Evlilik ve boşanma üzerine aşağıdaki metne göre, boşanma grafiğinde en yüksek oranı hangi neden oluşturur?

Alıntılanan metin:

● ● ● ● ● ● ●

İnsan Niçin Evlenir?

topraktoprak

Well-known member
İnsanlar, komşusundan ayrılır gibi ayrılıyor eşinden. Ev taşımak gibi basit görüyor ayrılmayı... Ne kadar basitleşti ayrılıklar! Ne kadar kolaylaştı boşan­malar! Nerede o bir fincan kahvenin 40 yıl hatırını sayan­lar?... "


Evlilik sanki oyuncak! Çocukların evcilik oynayıp usandık­tan sonra eşyalarını dağıtmaları gibi bir şey! Kimse yapıcı olmuyor, evliliğin bir ucundan tutup yürüt­meyi denemiyor. Herkes "ben" diyor, başka bir şey demiyor. "Sadece ben mi fedakârlık yapacağım? Gider, yeni bir hayat kurarım. Enayi miyim ki evliliği yürütmeye çalışayım! Biraz da o çalışsın" diyor.

Eşler, benlik atına binip dört nala koşuyor. Atların ayağı al­tında ezilen ise çoğu kez masum çocuklar oluyor. Yalnız ço­cuklar mı? Bir benlik uğruna, bir heves uğruna dünyalarını yıkanlar, keşke daha mutlu olabilseler...

Çoğu yağmurdan kaçıp doluya tutulduğunu neden sonra fark ediyor. Ama iş işten çoktan geçiyor. Çünkü bir evi bir kibritle yakmak kolay. Ama yapmak öyle mi?

Boşanma grafiğinin en yüksek oranı, şiddetli geçimsizlik. Bu, düşündürücü bir durum. Acaba eşler, neden geçinemiyor? Niçin anlaşamıyor? Neyi paylaşamıyor?...

Öyleyse önce geçinme yollarına bakmak gerek. Boşanma, ilk değil, en son düşünülen şey olmalı. Bütün yollar denenme­li, bütün çareler gözden geçirilmeli, başka çıkar yol kalmayın­ca başvurulmalı...

Ne var ki, "Ekonomik özgürlüğüm var. Öyleyse bir erkeğin kahrını niye çekeyim? Ona ne ihtiyacım var?" diyen kadınla­rın sayısı gün geçtikçe artıyor.

Peki bir kadın niçin evlenir?
Maddi sıkıntısını bir erkeğin üzerine yüklemek, refah için­de yaşamak için mi? Eş, insana para kazanan bir makine mi ki, kadın: "Ekonomik özgürlüğüm var, öyleyse bir erkeğe ne ihtiyacım var!" diyebiliyor?

● ● ● ● ● ● ●

Gösterilen satırlar:
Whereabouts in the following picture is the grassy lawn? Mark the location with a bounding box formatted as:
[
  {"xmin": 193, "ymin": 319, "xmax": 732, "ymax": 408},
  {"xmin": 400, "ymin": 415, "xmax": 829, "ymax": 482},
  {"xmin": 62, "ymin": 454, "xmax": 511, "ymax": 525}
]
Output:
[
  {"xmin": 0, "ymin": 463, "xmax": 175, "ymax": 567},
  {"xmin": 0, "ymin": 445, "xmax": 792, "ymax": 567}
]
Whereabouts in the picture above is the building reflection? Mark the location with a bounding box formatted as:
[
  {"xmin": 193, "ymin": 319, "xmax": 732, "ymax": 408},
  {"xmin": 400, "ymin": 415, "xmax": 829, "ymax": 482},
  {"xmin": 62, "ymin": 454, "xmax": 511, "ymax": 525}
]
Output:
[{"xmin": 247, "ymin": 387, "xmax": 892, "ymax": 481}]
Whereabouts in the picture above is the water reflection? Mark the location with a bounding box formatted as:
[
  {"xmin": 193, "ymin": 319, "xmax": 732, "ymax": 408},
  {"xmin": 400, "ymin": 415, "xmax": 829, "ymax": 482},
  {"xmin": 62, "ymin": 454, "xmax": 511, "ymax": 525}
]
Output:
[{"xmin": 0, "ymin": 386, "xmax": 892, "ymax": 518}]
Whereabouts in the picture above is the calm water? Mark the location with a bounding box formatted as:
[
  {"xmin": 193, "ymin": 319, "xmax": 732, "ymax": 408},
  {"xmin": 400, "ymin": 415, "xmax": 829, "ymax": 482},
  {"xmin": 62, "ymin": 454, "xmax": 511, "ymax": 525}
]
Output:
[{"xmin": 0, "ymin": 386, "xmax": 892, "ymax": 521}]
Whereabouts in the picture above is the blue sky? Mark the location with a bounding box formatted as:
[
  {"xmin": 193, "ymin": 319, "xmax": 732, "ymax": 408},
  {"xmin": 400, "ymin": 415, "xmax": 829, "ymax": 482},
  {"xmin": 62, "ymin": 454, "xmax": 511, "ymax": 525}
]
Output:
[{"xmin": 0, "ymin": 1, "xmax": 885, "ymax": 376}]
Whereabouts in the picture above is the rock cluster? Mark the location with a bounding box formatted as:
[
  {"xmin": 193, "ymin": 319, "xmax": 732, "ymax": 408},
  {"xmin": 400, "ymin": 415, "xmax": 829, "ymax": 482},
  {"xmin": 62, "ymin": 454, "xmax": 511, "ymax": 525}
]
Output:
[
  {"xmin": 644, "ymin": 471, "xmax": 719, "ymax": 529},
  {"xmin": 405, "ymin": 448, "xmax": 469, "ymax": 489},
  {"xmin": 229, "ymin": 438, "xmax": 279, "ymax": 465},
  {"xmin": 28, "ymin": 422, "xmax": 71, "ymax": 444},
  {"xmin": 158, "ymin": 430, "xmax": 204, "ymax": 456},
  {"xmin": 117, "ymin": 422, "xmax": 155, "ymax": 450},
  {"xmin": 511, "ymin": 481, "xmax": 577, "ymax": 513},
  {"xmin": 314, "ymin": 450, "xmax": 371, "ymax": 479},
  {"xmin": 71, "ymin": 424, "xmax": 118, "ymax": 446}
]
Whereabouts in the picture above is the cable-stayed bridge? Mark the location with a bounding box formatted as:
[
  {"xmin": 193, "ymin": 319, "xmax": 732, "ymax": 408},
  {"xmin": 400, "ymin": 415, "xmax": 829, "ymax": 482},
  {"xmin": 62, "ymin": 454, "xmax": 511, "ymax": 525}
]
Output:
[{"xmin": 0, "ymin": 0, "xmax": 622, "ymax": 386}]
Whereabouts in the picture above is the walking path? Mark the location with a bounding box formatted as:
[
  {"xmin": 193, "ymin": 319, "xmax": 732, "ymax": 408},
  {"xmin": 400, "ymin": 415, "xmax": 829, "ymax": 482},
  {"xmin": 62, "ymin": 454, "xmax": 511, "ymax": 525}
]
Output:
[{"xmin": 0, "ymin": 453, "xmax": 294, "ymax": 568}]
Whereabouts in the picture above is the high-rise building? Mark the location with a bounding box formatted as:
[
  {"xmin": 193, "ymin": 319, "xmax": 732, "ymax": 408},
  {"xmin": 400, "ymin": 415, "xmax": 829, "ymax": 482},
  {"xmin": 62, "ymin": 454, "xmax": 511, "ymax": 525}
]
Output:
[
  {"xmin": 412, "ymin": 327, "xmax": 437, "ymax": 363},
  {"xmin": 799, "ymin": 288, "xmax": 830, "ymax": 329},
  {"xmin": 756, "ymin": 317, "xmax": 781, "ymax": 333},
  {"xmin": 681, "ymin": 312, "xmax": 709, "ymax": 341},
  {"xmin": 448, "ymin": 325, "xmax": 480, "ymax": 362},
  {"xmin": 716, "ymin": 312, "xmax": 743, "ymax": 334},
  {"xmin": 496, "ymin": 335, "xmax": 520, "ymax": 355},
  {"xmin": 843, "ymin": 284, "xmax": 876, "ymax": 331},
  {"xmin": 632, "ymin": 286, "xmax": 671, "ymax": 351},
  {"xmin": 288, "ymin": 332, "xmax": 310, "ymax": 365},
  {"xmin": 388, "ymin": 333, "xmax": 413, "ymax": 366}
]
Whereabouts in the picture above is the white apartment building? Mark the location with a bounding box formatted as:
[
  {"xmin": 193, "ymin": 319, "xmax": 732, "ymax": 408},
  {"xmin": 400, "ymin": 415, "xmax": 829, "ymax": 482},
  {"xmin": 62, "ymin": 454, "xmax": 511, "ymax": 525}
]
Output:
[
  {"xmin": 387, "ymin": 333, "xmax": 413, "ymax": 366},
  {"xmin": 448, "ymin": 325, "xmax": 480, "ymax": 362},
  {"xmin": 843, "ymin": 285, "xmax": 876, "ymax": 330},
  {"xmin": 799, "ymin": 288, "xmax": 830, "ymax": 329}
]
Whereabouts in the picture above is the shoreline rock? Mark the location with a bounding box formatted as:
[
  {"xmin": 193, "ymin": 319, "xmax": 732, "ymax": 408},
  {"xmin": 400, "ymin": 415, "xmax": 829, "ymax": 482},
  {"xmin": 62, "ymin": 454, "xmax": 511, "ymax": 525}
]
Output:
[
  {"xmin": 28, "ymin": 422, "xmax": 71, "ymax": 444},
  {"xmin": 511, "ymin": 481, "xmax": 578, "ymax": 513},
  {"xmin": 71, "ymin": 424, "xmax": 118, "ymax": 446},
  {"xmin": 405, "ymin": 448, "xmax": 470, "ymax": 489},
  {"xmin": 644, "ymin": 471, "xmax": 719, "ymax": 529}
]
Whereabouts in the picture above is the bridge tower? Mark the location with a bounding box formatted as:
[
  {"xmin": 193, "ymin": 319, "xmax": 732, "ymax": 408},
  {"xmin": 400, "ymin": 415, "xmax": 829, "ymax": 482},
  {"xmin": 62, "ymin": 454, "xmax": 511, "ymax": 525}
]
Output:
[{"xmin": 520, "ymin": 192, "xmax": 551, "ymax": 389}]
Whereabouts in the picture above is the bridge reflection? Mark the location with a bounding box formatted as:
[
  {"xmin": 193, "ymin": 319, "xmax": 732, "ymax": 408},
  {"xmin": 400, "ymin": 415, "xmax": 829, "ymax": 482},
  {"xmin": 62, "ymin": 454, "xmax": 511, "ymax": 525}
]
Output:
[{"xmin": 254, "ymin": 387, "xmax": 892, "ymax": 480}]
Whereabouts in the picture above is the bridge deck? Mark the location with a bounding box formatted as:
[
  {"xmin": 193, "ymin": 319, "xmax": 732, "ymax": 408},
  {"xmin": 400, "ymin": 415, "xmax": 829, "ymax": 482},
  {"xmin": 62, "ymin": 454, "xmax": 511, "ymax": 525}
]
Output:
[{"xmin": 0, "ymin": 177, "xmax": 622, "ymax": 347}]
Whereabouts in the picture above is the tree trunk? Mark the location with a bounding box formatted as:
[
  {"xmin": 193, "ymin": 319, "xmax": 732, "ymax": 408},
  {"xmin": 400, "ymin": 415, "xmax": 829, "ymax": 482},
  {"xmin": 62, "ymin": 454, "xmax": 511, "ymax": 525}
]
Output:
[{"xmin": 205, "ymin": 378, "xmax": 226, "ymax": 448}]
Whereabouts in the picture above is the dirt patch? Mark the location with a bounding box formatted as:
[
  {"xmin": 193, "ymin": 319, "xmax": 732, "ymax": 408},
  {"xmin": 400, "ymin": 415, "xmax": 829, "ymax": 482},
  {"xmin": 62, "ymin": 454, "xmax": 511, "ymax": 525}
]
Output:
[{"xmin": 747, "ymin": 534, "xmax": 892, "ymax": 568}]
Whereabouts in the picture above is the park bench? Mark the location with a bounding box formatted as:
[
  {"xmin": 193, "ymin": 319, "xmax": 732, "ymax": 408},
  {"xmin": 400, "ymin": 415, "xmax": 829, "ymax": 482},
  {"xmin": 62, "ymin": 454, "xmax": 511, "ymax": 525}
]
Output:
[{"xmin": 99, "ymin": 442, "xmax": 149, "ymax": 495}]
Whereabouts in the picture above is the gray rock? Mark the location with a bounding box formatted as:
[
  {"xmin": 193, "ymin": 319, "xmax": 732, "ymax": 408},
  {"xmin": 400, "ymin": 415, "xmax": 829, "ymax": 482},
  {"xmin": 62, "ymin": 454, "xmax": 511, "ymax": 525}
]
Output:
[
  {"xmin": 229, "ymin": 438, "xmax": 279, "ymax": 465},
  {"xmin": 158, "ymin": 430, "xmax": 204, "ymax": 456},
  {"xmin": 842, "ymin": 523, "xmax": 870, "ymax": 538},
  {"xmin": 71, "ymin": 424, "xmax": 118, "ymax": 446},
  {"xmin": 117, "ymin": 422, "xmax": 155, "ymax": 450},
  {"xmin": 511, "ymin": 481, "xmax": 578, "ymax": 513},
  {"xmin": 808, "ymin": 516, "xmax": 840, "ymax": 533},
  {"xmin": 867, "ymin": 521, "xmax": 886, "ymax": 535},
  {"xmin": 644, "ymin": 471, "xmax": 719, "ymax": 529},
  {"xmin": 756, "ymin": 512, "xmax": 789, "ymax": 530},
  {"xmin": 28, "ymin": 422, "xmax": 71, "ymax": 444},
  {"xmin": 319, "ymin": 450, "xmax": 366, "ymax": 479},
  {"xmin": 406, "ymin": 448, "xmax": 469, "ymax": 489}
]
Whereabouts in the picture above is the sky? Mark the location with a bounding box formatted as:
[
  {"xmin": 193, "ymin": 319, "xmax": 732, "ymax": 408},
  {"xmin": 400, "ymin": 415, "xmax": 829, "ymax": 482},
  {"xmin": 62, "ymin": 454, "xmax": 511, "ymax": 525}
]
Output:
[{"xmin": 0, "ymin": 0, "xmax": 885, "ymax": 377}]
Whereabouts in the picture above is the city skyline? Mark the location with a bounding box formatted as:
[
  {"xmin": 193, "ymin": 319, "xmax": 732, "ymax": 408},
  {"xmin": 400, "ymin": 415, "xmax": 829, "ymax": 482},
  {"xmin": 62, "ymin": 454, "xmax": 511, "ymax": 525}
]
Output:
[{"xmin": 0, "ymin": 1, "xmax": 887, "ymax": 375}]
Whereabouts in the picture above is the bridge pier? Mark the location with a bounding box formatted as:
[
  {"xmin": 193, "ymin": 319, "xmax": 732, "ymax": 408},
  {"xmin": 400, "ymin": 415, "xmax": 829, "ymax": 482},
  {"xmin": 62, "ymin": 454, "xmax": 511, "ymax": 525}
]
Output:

● ● ● ● ● ● ●

Göreve yanıt:
Şiddetli geçimsizlik.